*** Block opens ***
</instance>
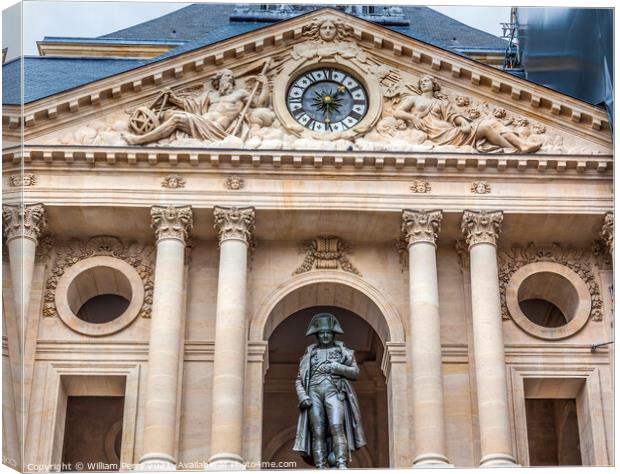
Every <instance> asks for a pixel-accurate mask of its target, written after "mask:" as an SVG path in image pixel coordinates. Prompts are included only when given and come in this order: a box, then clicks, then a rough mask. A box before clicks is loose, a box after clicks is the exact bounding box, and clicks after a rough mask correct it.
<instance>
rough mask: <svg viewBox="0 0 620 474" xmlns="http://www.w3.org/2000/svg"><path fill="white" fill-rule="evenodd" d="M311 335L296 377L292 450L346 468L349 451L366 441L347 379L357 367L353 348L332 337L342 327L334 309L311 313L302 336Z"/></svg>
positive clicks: (315, 458)
mask: <svg viewBox="0 0 620 474" xmlns="http://www.w3.org/2000/svg"><path fill="white" fill-rule="evenodd" d="M313 334H314V335H315V336H316V338H317V343H315V344H311V345H310V346H308V347H307V349H306V352H305V354H304V355H303V357H302V358H301V362H300V363H299V372H298V374H297V380H296V381H295V389H296V391H297V397H298V399H299V409H300V414H299V419H298V421H297V434H296V436H295V445H294V446H293V450H294V451H299V452H301V453H302V456H303V457H304V459H305V460H306V461H307V462H308V463H309V464H312V463H313V462H314V465H315V466H316V467H317V468H319V469H326V468H328V467H337V468H339V469H346V467H347V461H350V460H351V452H352V451H354V450H357V449H359V448H361V447H362V446H364V445H365V444H366V439H365V437H364V430H363V429H362V423H361V417H360V408H359V403H358V401H357V396H356V395H355V391H354V390H353V387H352V386H351V382H350V380H355V379H356V378H357V376H358V374H359V369H358V367H357V363H356V362H355V355H354V353H353V350H351V349H348V348H347V347H345V345H344V344H343V343H342V342H341V341H336V340H335V334H343V331H342V328H341V326H340V323H339V322H338V320H337V319H336V317H335V316H334V315H333V314H329V313H318V314H315V315H314V317H313V318H312V321H311V322H310V326H309V327H308V330H307V331H306V336H311V335H313Z"/></svg>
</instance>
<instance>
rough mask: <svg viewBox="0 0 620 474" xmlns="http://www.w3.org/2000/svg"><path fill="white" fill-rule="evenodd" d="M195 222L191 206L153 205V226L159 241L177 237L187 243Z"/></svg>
mask: <svg viewBox="0 0 620 474" xmlns="http://www.w3.org/2000/svg"><path fill="white" fill-rule="evenodd" d="M193 224H194V218H193V216H192V207H191V206H172V205H170V206H153V207H151V227H152V228H153V229H154V230H155V237H156V239H157V241H160V240H164V239H177V240H180V241H181V242H183V243H186V242H187V239H188V236H189V233H190V232H191V230H192V227H193Z"/></svg>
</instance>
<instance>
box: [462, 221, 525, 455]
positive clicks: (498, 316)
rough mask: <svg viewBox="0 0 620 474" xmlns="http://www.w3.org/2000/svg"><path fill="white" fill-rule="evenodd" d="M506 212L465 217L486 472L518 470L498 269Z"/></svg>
*** Block closes ***
REQUIREMENT
Your task is an exact transcription of all the data, minus the pictures.

EXERCISE OUTPUT
</instance>
Every <instance> asks for a pixel-accurate mask of its target, written after "mask:" as an SVG path in image pixel coordinates. Prompts are included only when given and come in this order: a box, then clicks, then a rough mask. A box before clicks is loose, a box after clicks is the exact bounding box, and clicks after a rough mask correct it.
<instance>
rough mask: <svg viewBox="0 0 620 474" xmlns="http://www.w3.org/2000/svg"><path fill="white" fill-rule="evenodd" d="M311 335L296 377L292 450L346 468L349 451L366 441L347 379L357 367L353 348L332 337L342 327L334 309L311 313L302 336Z"/></svg>
positive clicks: (315, 458)
mask: <svg viewBox="0 0 620 474" xmlns="http://www.w3.org/2000/svg"><path fill="white" fill-rule="evenodd" d="M313 334H314V335H315V336H316V338H317V343H315V344H311V345H310V346H308V347H307V349H306V352H305V354H304V355H303V357H302V358H301V362H300V363H299V372H298V374H297V380H296V381H295V389H296V391H297V397H298V399H299V409H300V414H299V419H298V421H297V434H296V436H295V445H294V446H293V450H294V451H299V452H301V453H302V456H303V457H304V459H305V460H306V461H307V462H308V463H309V464H312V463H313V462H314V465H315V466H316V467H317V468H319V469H326V468H328V467H337V468H339V469H346V467H347V461H350V460H351V452H352V451H354V450H357V449H359V448H361V447H362V446H364V445H365V444H366V439H365V437H364V430H363V429H362V423H361V417H360V408H359V403H358V401H357V396H356V395H355V391H354V390H353V387H352V386H351V382H350V380H355V379H356V378H357V376H358V374H359V369H358V367H357V363H356V362H355V355H354V353H353V350H351V349H348V348H347V347H345V345H344V344H343V343H342V342H341V341H336V340H335V334H343V331H342V328H341V326H340V323H339V322H338V320H337V319H336V317H335V316H334V315H333V314H329V313H318V314H315V315H314V317H313V318H312V321H311V322H310V326H309V327H308V330H307V331H306V336H311V335H313Z"/></svg>
</instance>
<instance>
rough mask: <svg viewBox="0 0 620 474" xmlns="http://www.w3.org/2000/svg"><path fill="white" fill-rule="evenodd" d="M195 222L191 206L153 205V226L159 241L177 237L187 243Z"/></svg>
mask: <svg viewBox="0 0 620 474" xmlns="http://www.w3.org/2000/svg"><path fill="white" fill-rule="evenodd" d="M193 224H194V218H193V216H192V207H191V206H172V205H170V206H153V207H151V227H152V228H153V229H154V230H155V237H156V239H157V241H160V240H164V239H177V240H180V241H181V242H183V243H186V242H187V239H188V236H189V233H190V232H191V230H192V227H193Z"/></svg>
</instance>
<instance>
box: [462, 221, 525, 455]
positive clicks: (498, 316)
rough mask: <svg viewBox="0 0 620 474" xmlns="http://www.w3.org/2000/svg"><path fill="white" fill-rule="evenodd" d="M506 212L465 217L486 472L518 470L498 269Z"/></svg>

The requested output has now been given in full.